Aim of the exercise: The records below must be returned in full and unaltered.

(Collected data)
--- START ---
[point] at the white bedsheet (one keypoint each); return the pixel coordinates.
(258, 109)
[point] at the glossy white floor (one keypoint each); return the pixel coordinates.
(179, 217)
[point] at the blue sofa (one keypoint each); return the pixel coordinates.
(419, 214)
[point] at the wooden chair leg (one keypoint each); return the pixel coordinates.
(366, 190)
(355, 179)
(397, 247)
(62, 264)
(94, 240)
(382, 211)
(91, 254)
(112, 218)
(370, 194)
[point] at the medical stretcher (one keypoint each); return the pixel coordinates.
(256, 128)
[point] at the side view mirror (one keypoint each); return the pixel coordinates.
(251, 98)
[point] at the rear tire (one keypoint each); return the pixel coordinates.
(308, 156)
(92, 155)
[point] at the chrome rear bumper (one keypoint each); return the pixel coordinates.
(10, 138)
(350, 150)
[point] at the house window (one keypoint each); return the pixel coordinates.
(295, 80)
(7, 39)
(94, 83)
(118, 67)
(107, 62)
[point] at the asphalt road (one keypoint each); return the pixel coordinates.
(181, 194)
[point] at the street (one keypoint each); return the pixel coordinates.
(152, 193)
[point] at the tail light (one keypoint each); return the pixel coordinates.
--- END ---
Finished task:
[point] at the white bedsheet (one keypoint each); return the pixel coordinates.
(258, 109)
[point] at the glossy white floor (one keypoint each); return the pixel coordinates.
(179, 217)
[point] at the blue sofa (one keypoint each); return the pixel coordinates.
(419, 214)
[point] at the wooden chair leg (one keypoint each); return the pixel coordinates.
(366, 190)
(355, 179)
(397, 247)
(62, 264)
(94, 240)
(382, 211)
(91, 254)
(112, 218)
(370, 194)
[point] at the medical stretcher (one keypoint each); return the pixel coordinates.
(256, 128)
[point] at the side view mirror (one keypoint each); return the pixel coordinates.
(251, 98)
[point] at the rear tire (one keypoint each); return the pixel coordinates.
(308, 156)
(92, 155)
[point] at the chrome rear bumper (one keypoint each); return the pixel coordinates.
(10, 138)
(350, 150)
[point] at the house window (one keypoint each); return the pixel coordinates.
(295, 80)
(7, 39)
(94, 83)
(118, 67)
(107, 62)
[point] at the asphalt road (one keypoint each); return the pixel coordinates.
(181, 194)
[point] at the street (one keypoint each); return the pixel coordinates.
(152, 193)
[point] at the tail light (one keypoint each); return the pixel coordinates.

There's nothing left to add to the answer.